WHAT IS BEING ASKED:
Pick up the article on setting up LDAP and SAML authentication for Cloudera Data Science Workbench and carry it forward from its final sentence.

─── EXTRACT TO READ ───

Configuring External Authentication with LDAP and SAML

Cloudera Data Science Workbench supports user authentication against its internal local database, and against external services such as Active Directory, OpenLDAP-compatible directory services, and SAML 2.0 Identity Providers. By default, Cloudera Data Science Workbench performs user authentication against its internal local database. This topic describes the signup process for the first user, how to configure authentication using LDAP, Active Directory or SAML 2.0, and an optional workaround that allows site administrators to bypass external authentication by logging in using the local database in case of misconfiguration.

User Signup Process

The first time you visit the Cloudera Data Science Workbench web console, the first account that you sign up with is a local administrator account. If in the future you intend to use external services for authentication, Cloudera recommends you use exclusive username & email combinations, rather than site administrators' work email addresses, for both the first site administrator account, and any other local accounts created before switching to external authentication. If the username/email combinations are not unique, an email address might end up being associated with different usernames, one for the external authentication service provider and one for a local Cloudera Data Science Workbench account. This will prevent the user from logging into Cloudera Data Science Workbench with their credentials for the external authentication service.

The link to the signup page is only visible on the login page when the authentication type is set to local. When you enable external services for authentication, signing up through the local database is disabled, and user accounts are automatically created upon their first successful login.

Optionally, site administrators can use a Require invitation to sign up flag under the Admin > Settings tab to require invitation tokens for account creation. When this flag is enabled, only users that are invited by site administrators can login to create an account, regardless of the authentication type.

─── MATERIAL ───

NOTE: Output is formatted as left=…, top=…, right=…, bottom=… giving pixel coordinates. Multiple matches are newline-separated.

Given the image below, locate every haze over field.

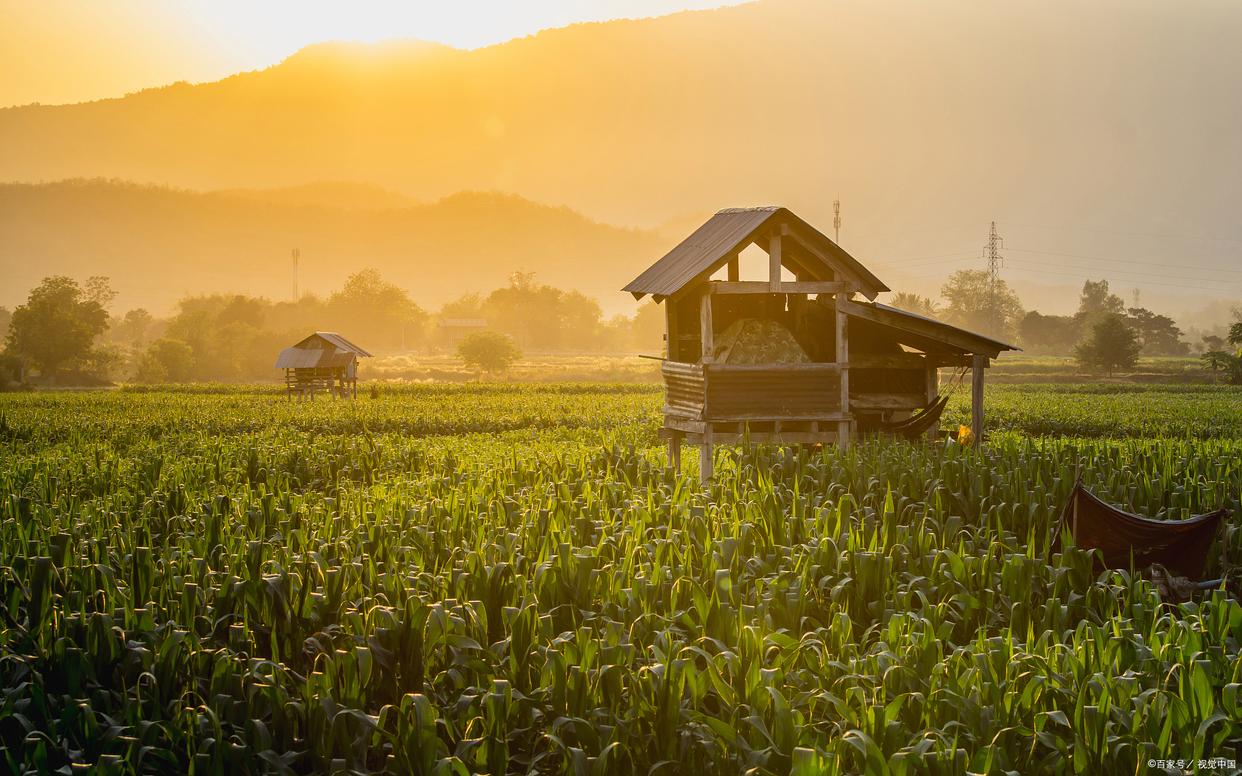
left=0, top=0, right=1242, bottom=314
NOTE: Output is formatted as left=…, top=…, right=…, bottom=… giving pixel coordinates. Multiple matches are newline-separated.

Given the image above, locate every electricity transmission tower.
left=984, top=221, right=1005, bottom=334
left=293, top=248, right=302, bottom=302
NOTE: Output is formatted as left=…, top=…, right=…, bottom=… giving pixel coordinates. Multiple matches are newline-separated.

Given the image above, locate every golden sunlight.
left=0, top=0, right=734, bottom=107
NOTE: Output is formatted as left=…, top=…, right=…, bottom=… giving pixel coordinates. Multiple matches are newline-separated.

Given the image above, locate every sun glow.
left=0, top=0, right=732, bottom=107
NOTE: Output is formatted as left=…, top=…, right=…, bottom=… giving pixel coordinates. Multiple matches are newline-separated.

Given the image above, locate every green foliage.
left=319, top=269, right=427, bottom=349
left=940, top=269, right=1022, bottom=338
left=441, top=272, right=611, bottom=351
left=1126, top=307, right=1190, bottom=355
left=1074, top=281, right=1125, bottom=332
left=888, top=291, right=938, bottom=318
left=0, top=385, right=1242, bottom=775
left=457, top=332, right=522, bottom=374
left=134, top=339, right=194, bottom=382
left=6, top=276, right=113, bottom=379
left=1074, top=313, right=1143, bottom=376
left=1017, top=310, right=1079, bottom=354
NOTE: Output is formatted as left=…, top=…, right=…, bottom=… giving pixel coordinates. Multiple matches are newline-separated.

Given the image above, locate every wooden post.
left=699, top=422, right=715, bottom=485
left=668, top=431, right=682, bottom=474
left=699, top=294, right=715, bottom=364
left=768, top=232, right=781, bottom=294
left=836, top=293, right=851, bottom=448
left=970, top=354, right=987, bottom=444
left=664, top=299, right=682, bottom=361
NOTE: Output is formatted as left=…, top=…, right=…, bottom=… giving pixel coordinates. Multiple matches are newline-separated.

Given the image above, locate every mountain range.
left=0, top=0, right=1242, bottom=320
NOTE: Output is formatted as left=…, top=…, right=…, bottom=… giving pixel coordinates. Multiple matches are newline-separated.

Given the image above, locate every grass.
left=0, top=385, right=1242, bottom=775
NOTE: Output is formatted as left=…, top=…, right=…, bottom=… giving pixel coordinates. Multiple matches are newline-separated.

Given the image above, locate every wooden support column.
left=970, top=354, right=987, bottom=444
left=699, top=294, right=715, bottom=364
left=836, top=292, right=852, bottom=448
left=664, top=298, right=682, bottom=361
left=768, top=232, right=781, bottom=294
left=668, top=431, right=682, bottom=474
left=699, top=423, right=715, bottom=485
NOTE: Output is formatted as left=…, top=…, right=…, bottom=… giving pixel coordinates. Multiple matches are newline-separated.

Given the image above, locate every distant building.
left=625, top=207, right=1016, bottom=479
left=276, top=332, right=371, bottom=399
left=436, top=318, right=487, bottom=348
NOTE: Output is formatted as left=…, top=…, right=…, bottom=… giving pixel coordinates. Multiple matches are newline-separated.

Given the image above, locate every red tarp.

───

SOLVED EXERCISE:
When you switch to using external authentication methods such as LDAP or SAML 2.0, user accounts will be automatically created upon each user's first successful login. Cloudera Data Science Workbench will extract user attributes such as username, email address and full name from the authentication responses received from the LDAP server or SAML 2.0 Identity Provider and use them to create the user accounts.

Configuring LDAP/Active Directory Authentication

Cloudera Data Science Workbench supports both search bind and direct bind operations to authenticate against an LDAP or Active Directory directory service. The search bind authentication mechanism performs an ldapsearch against the directory service, and binds using the found Distinguished Name (DN) and password provided. The direct bind authentication mechanism binds to the LDAP server using a username and password provided at login.

You can configure Cloudera Data Science Workbench to use external authentication methods by clicking the Admin link on the left sidebar and selecting the Security tab. Select LDAP from the list to start configuring LDAP properties.

General Configuration

  • LDAP Server URI: Required. The URI of the LDAP/Active Directory server against which Cloudera Data Science Workbench should authenticate. For example, ldaps://ldap.company.com:636.
  • Use Direct Bind: If checked, the username and password provided at login are used with the LDAP Username Pattern for binding to the LDAP server. If unchecked, Cloudera Data Science Workbench uses the search bind mechanism and two configurations, LDAP Bind DN and LDAP Bind Password, are required to perform the ldapsearch against the LDAP server.
  • LDAP Bind DN: Required when using search bind. The DN to bind to for performing ldapsearch. For example, cn=admin,dc=company,dc=com.
  • LDAP Bind Password: Required when using search bind. This is the password for the LDAP Bind DN.
  • LDAP Username Pattern: Required when using direct bind. Provides a template for the DN that will ultimately be sent to the directory service during authentication. For example, sAMAccountName={0},ou=People,dc=company,dc=com. The {0} parameter will be replaced with the username provided at login.
  • LDAP Search Base: Required. The base DN from which to search for the provided LDAP credentials. For example, ou=Engineering,dc=company,dc=com.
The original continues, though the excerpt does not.